[Data listing Boundary: Start]
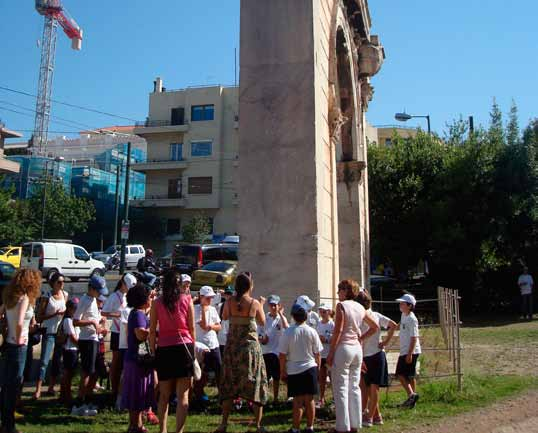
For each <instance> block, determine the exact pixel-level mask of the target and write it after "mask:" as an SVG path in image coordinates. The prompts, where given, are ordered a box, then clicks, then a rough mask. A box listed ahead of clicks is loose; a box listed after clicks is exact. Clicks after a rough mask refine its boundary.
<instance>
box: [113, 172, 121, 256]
mask: <svg viewBox="0 0 538 433" xmlns="http://www.w3.org/2000/svg"><path fill="white" fill-rule="evenodd" d="M120 175H121V165H118V167H116V200H115V203H114V243H113V244H112V245H114V248H115V247H116V245H118V218H119V216H120Z"/></svg>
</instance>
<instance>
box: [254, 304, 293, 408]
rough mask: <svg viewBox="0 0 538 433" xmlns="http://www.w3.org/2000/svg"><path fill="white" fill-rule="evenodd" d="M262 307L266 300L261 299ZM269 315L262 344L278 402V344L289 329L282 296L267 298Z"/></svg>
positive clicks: (263, 350) (262, 346)
mask: <svg viewBox="0 0 538 433" xmlns="http://www.w3.org/2000/svg"><path fill="white" fill-rule="evenodd" d="M260 302H261V303H262V305H263V304H264V303H265V299H264V298H263V297H262V298H260ZM267 304H268V305H269V314H267V315H266V316H265V326H264V327H263V328H261V329H260V335H261V338H260V343H261V345H262V353H263V360H264V361H265V369H266V371H267V378H268V379H269V378H271V379H273V401H274V402H275V403H276V402H277V401H278V390H279V387H280V362H279V360H278V355H279V353H278V344H279V342H280V337H281V336H282V332H283V330H284V329H287V328H288V326H289V325H288V320H287V319H286V316H285V315H284V312H283V308H282V305H281V304H280V296H278V295H271V296H269V297H268V298H267Z"/></svg>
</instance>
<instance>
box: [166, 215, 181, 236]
mask: <svg viewBox="0 0 538 433" xmlns="http://www.w3.org/2000/svg"><path fill="white" fill-rule="evenodd" d="M179 233H181V220H180V219H176V218H174V219H169V220H167V221H166V234H167V235H170V236H171V235H177V234H179Z"/></svg>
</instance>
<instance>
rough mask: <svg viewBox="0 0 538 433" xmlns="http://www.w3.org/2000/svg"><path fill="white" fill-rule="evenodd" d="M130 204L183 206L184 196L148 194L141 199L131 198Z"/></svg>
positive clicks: (143, 206) (183, 203)
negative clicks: (182, 197) (135, 199)
mask: <svg viewBox="0 0 538 433" xmlns="http://www.w3.org/2000/svg"><path fill="white" fill-rule="evenodd" d="M130 205H131V206H134V207H145V208H148V207H152V208H157V207H185V205H186V201H185V199H184V198H182V197H180V198H170V197H168V195H149V196H148V197H146V198H145V199H142V200H131V201H130Z"/></svg>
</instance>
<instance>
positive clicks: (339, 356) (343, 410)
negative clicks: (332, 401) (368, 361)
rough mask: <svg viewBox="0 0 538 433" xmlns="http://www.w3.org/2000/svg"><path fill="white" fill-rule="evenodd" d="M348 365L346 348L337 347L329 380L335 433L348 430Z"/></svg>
mask: <svg viewBox="0 0 538 433" xmlns="http://www.w3.org/2000/svg"><path fill="white" fill-rule="evenodd" d="M350 363H351V359H350V355H349V353H348V348H347V347H346V346H344V345H341V346H339V347H338V348H337V349H336V352H335V354H334V363H333V368H332V375H331V380H332V387H333V397H334V405H335V411H336V431H337V432H341V433H343V432H348V431H349V429H350V420H349V405H348V394H349V392H348V387H349V366H350Z"/></svg>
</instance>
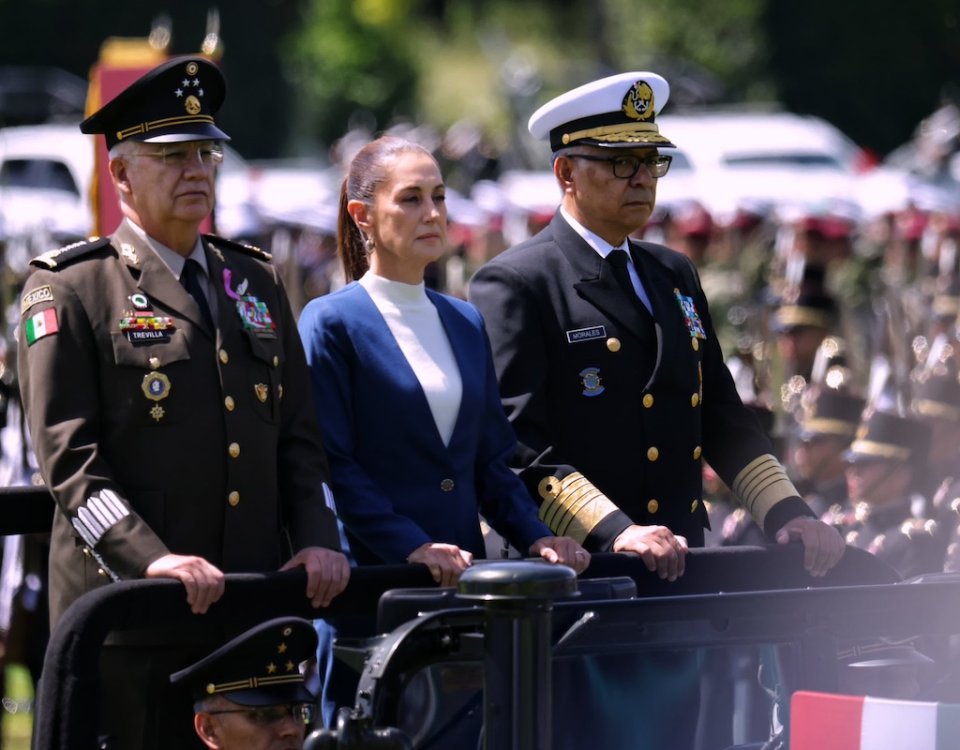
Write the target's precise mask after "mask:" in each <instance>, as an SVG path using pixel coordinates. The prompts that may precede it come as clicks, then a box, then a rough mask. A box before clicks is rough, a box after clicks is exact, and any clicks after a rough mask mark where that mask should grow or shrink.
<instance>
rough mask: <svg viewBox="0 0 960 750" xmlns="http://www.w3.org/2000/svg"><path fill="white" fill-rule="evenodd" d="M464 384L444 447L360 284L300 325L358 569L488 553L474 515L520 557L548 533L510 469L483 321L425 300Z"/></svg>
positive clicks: (476, 314)
mask: <svg viewBox="0 0 960 750" xmlns="http://www.w3.org/2000/svg"><path fill="white" fill-rule="evenodd" d="M427 294H428V296H429V299H430V301H431V302H432V303H433V304H434V305H435V306H436V308H437V310H438V312H439V314H440V320H441V322H442V324H443V327H444V330H445V331H446V334H447V337H448V339H449V341H450V345H451V347H452V348H453V353H454V355H455V357H456V360H457V364H458V365H459V368H460V377H461V378H462V381H463V398H462V401H461V404H460V413H459V415H458V417H457V421H456V426H455V428H454V431H453V435H452V436H451V438H450V444H449V445H444V444H443V440H442V439H441V437H440V433H439V432H438V430H437V427H436V424H435V422H434V420H433V415H432V414H431V412H430V407H429V405H428V403H427V399H426V396H425V395H424V393H423V390H422V389H421V387H420V383H419V381H418V380H417V377H416V375H415V374H414V372H413V369H412V368H411V367H410V365H409V364H408V363H407V360H406V358H405V357H404V355H403V353H402V352H401V351H400V347H399V346H398V344H397V343H396V340H395V339H394V337H393V334H392V333H391V332H390V329H389V327H388V326H387V323H386V321H385V320H384V319H383V317H382V316H381V314H380V312H379V310H377V308H376V305H375V304H374V302H373V300H372V299H371V298H370V296H369V295H368V294H367V291H366V289H364V288H363V287H362V286H360V285H359V284H356V283H354V284H349V285H348V286H346V287H344V288H343V289H341V290H339V291H337V292H334V293H333V294H329V295H326V296H324V297H319V298H317V299H315V300H312V301H311V302H310V303H309V304H308V305H307V306H306V308H305V309H304V311H303V313H302V314H301V316H300V335H301V337H302V338H303V342H304V348H305V349H306V352H307V362H308V363H309V365H310V372H311V377H312V380H313V391H314V396H315V399H316V406H317V409H318V413H319V414H321V415H322V417H323V418H322V420H321V428H322V431H323V437H324V446H325V447H326V449H327V453H328V456H329V459H330V469H331V475H332V483H333V494H334V497H335V498H336V503H337V513H338V516H339V518H340V520H341V522H342V524H343V527H344V529H345V530H346V532H347V540H348V541H349V543H350V547H351V551H352V553H353V555H354V557H355V558H356V560H357V562H359V563H360V564H377V563H401V562H404V561H405V560H406V559H407V556H408V555H409V554H410V553H411V552H413V551H414V550H415V549H417V548H418V547H420V546H421V545H423V544H426V543H427V542H444V543H448V544H456V545H457V546H459V547H461V548H462V549H466V550H469V551H470V552H472V553H473V554H474V555H476V556H478V557H479V556H482V555H483V552H484V544H483V536H482V533H481V530H480V520H479V514H482V515H483V517H484V518H485V519H486V520H487V521H488V522H489V523H490V525H491V526H493V527H494V528H495V529H497V531H499V532H500V533H501V534H503V535H504V536H505V537H507V538H508V539H509V540H510V541H511V542H512V543H513V544H514V545H515V546H516V547H517V549H519V550H521V551H524V552H525V551H526V550H527V549H528V548H529V546H530V545H531V544H532V543H533V542H534V541H535V540H537V539H539V538H541V537H544V536H549V535H550V530H549V529H548V528H547V527H546V526H545V525H544V524H543V523H542V522H541V521H539V520H538V518H537V507H536V504H535V503H534V502H533V501H531V499H530V497H529V495H528V494H527V492H526V489H525V487H524V486H523V484H522V483H521V482H520V481H519V480H518V479H517V477H516V475H515V474H514V473H513V472H512V471H511V470H510V468H509V466H508V465H507V459H508V458H509V457H510V456H511V455H512V454H513V451H514V448H515V446H516V438H515V437H514V435H513V432H512V430H511V429H510V425H509V423H508V422H507V419H506V417H505V415H504V413H503V409H502V407H501V405H500V399H499V394H498V391H497V380H496V375H495V373H494V369H493V362H492V359H491V353H490V344H489V342H488V341H487V337H486V334H485V332H484V329H483V322H482V320H481V318H480V315H479V313H478V312H477V311H476V309H474V307H473V306H472V305H470V304H469V303H467V302H464V301H462V300H457V299H454V298H452V297H447V296H444V295H441V294H437V293H435V292H432V291H430V290H427Z"/></svg>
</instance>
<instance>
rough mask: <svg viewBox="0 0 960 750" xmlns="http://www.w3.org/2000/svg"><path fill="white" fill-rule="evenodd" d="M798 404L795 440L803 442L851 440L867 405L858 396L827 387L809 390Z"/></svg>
mask: <svg viewBox="0 0 960 750" xmlns="http://www.w3.org/2000/svg"><path fill="white" fill-rule="evenodd" d="M800 403H801V408H802V411H801V415H800V419H799V420H798V421H799V424H798V427H799V431H798V434H797V437H799V438H800V440H804V441H807V440H812V439H813V438H816V437H825V436H832V437H837V438H841V439H843V440H845V441H847V442H849V441H851V440H853V436H854V433H856V431H857V427H858V426H859V425H860V415H861V414H862V412H863V408H864V406H865V405H866V404H865V401H864V399H862V398H860V397H859V396H854V395H853V394H851V393H847V392H845V391H839V390H834V389H833V388H826V387H814V388H812V389H811V390H810V391H808V392H807V393H804V395H803V398H802V399H801V402H800Z"/></svg>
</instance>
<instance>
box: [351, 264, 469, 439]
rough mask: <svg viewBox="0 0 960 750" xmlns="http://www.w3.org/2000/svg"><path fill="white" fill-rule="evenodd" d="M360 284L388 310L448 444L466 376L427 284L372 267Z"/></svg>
mask: <svg viewBox="0 0 960 750" xmlns="http://www.w3.org/2000/svg"><path fill="white" fill-rule="evenodd" d="M359 284H360V285H361V286H362V287H363V288H364V289H366V290H367V293H368V294H369V295H370V298H371V299H372V300H373V304H375V305H376V306H377V310H379V311H380V314H381V315H382V316H383V318H384V320H385V321H386V323H387V326H388V327H389V328H390V332H391V333H392V334H393V338H394V339H396V341H397V345H398V346H399V347H400V351H401V352H403V356H404V357H406V359H407V362H408V363H409V364H410V367H411V369H412V370H413V372H414V374H415V375H416V376H417V380H419V381H420V387H421V388H422V389H423V392H424V394H425V395H426V397H427V403H428V404H429V405H430V411H431V413H432V414H433V420H434V422H435V423H436V425H437V430H438V431H439V433H440V437H441V438H442V439H443V444H444V445H449V444H450V436H451V435H453V428H454V426H455V425H456V423H457V415H458V414H459V413H460V399H461V398H462V396H463V381H462V380H461V379H460V368H459V367H458V366H457V360H456V358H455V357H454V356H453V349H452V348H451V347H450V340H449V339H448V338H447V333H446V331H445V330H444V328H443V323H441V322H440V315H439V313H438V312H437V308H436V307H434V306H433V303H432V302H430V299H429V298H428V297H427V291H426V287H425V286H424V284H423V283H422V282H421V283H419V284H404V283H403V282H400V281H391V280H390V279H385V278H383V277H382V276H377V275H376V274H374V273H373V272H371V271H367V272H366V273H365V274H364V275H363V277H362V278H361V279H360V281H359Z"/></svg>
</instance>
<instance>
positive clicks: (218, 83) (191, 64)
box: [80, 57, 230, 150]
mask: <svg viewBox="0 0 960 750" xmlns="http://www.w3.org/2000/svg"><path fill="white" fill-rule="evenodd" d="M226 91H227V85H226V81H225V80H224V78H223V73H221V72H220V68H218V67H217V66H216V65H214V64H213V63H212V62H210V61H209V60H207V59H206V58H204V57H178V58H174V59H173V60H169V61H168V62H165V63H163V64H162V65H159V66H157V67H156V68H154V69H153V70H151V71H150V72H148V73H146V74H145V75H143V76H141V77H140V78H138V79H137V80H136V81H134V82H133V83H131V84H130V85H129V86H127V88H125V89H124V90H123V91H121V92H120V93H119V94H117V95H116V96H115V97H114V98H113V99H111V100H110V101H109V102H107V103H106V104H105V105H103V106H102V107H101V108H100V109H99V110H97V111H96V112H94V113H93V114H92V115H90V117H88V118H87V119H86V120H84V121H83V122H82V123H80V131H81V132H82V133H88V134H92V133H103V135H104V137H105V138H106V140H107V149H108V150H109V149H111V148H113V147H114V146H116V145H117V144H118V143H122V142H124V141H128V140H133V141H142V142H144V143H176V142H181V141H206V140H212V141H228V140H230V136H228V135H227V134H226V133H224V132H223V131H222V130H220V128H218V127H217V124H216V121H215V120H214V115H215V114H216V113H217V111H218V110H219V109H220V106H221V105H222V104H223V100H224V97H225V96H226Z"/></svg>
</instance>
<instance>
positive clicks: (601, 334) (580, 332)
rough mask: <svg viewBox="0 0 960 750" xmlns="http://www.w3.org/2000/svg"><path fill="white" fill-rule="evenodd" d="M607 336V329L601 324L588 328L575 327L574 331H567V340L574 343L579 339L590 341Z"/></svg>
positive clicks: (580, 340)
mask: <svg viewBox="0 0 960 750" xmlns="http://www.w3.org/2000/svg"><path fill="white" fill-rule="evenodd" d="M606 337H607V329H606V328H604V327H603V326H591V327H590V328H577V329H576V330H574V331H567V342H568V343H570V344H576V343H579V342H580V341H592V340H593V339H604V338H606Z"/></svg>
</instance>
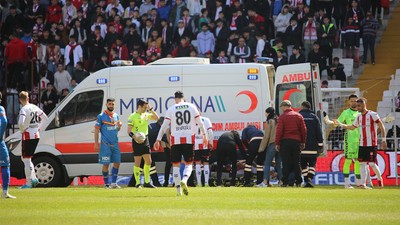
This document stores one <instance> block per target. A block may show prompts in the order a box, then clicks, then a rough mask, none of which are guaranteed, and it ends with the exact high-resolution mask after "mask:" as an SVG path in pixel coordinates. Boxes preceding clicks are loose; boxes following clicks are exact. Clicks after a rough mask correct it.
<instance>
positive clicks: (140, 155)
mask: <svg viewBox="0 0 400 225" xmlns="http://www.w3.org/2000/svg"><path fill="white" fill-rule="evenodd" d="M132 148H133V156H142V155H145V154H150V144H149V138H147V137H146V140H144V142H143V143H142V144H138V143H137V142H136V141H135V140H133V139H132Z"/></svg>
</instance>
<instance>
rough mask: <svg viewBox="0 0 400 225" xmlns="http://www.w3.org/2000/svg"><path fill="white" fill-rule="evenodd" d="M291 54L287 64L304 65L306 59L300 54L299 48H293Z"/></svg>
mask: <svg viewBox="0 0 400 225" xmlns="http://www.w3.org/2000/svg"><path fill="white" fill-rule="evenodd" d="M292 52H293V54H292V55H291V56H290V58H289V64H297V63H305V62H306V57H304V55H303V54H302V53H301V52H300V48H299V46H294V47H293V50H292Z"/></svg>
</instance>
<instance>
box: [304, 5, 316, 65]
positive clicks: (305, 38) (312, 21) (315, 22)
mask: <svg viewBox="0 0 400 225" xmlns="http://www.w3.org/2000/svg"><path fill="white" fill-rule="evenodd" d="M319 26H320V24H319V23H317V22H316V21H315V20H314V16H313V14H311V13H309V14H307V22H305V23H304V24H303V30H302V32H303V33H302V34H303V35H302V37H303V44H304V51H305V53H304V54H305V56H308V55H309V53H310V52H311V51H312V49H313V44H314V42H316V41H317V40H318V33H317V32H318V30H319V29H320V27H319ZM307 60H308V61H310V60H309V59H308V58H307Z"/></svg>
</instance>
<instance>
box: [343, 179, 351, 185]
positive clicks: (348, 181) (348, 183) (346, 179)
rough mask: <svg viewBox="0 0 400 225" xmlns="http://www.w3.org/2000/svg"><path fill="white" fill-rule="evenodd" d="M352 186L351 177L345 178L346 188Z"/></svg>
mask: <svg viewBox="0 0 400 225" xmlns="http://www.w3.org/2000/svg"><path fill="white" fill-rule="evenodd" d="M349 185H350V177H345V178H344V186H349Z"/></svg>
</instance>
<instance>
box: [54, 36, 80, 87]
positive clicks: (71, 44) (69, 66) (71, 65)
mask: <svg viewBox="0 0 400 225" xmlns="http://www.w3.org/2000/svg"><path fill="white" fill-rule="evenodd" d="M69 40H70V41H69V44H68V45H67V46H66V47H65V53H64V63H65V66H66V68H67V71H68V73H69V74H73V71H74V68H75V66H76V63H78V62H79V61H83V51H82V47H81V46H80V45H79V44H78V43H77V42H76V38H75V36H70V37H69ZM54 85H55V87H56V89H57V85H56V84H54ZM60 90H61V89H60Z"/></svg>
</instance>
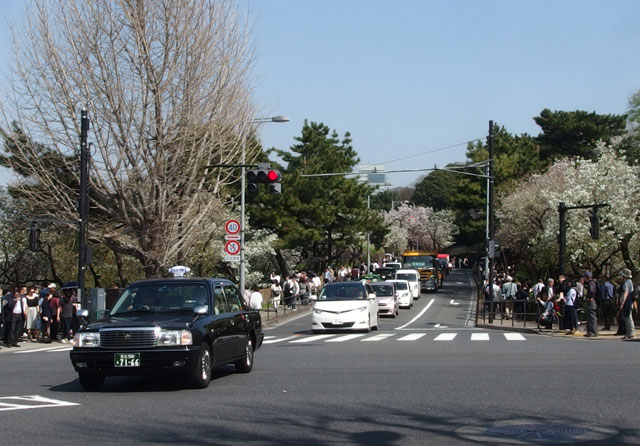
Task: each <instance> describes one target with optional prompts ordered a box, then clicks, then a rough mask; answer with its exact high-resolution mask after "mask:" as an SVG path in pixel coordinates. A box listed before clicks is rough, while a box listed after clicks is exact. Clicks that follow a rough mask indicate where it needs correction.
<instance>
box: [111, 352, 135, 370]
mask: <svg viewBox="0 0 640 446" xmlns="http://www.w3.org/2000/svg"><path fill="white" fill-rule="evenodd" d="M113 365H115V366H116V367H140V353H115V354H114V355H113Z"/></svg>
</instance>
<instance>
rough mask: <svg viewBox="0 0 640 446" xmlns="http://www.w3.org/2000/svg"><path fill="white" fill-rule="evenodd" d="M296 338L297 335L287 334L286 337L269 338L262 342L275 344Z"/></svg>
mask: <svg viewBox="0 0 640 446" xmlns="http://www.w3.org/2000/svg"><path fill="white" fill-rule="evenodd" d="M294 338H297V336H289V337H288V338H280V339H269V340H268V341H263V342H262V343H263V344H275V343H276V342H283V341H288V340H289V339H294Z"/></svg>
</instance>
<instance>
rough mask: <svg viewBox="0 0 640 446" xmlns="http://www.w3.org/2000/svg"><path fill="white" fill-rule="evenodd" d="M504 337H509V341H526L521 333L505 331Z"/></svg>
mask: <svg viewBox="0 0 640 446" xmlns="http://www.w3.org/2000/svg"><path fill="white" fill-rule="evenodd" d="M504 337H505V338H507V341H526V339H525V337H524V336H522V335H521V334H520V333H504Z"/></svg>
[Data listing Boundary: End]
What the task requires:
The lines above from the line with "365L346 348L337 347L329" through the line with "384L444 447L360 284L300" are to be given again word for word, with no pictures among them.

Solution:
rough mask: <svg viewBox="0 0 538 433" xmlns="http://www.w3.org/2000/svg"><path fill="white" fill-rule="evenodd" d="M348 365L346 348L337 347L329 380L335 433L348 430Z"/></svg>
mask: <svg viewBox="0 0 538 433" xmlns="http://www.w3.org/2000/svg"><path fill="white" fill-rule="evenodd" d="M350 363H351V359H350V355H349V353H348V348H347V347H346V346H344V345H341V346H339V347H338V348H337V349H336V352H335V354H334V363H333V368H332V375H331V380H332V387H333V397H334V405H335V411H336V431H337V432H341V433H343V432H348V431H349V429H350V420H349V405H348V394H349V392H348V387H349V366H350Z"/></svg>
</instance>
Write the target's precise mask after "mask:" in each <instance>, as an SVG path using pixel coordinates. The prompts that may precede it come as clicks, then a box, then a rough mask. A box before clicks is rough, a box after clicks is exact, and any clicks after a rough mask mark where that mask should grow or shrink.
<instance>
rough mask: <svg viewBox="0 0 960 750" xmlns="http://www.w3.org/2000/svg"><path fill="white" fill-rule="evenodd" d="M464 384L444 447L360 284L300 325L358 569L488 553L474 515L520 557L548 533L510 469L483 321L425 300Z"/></svg>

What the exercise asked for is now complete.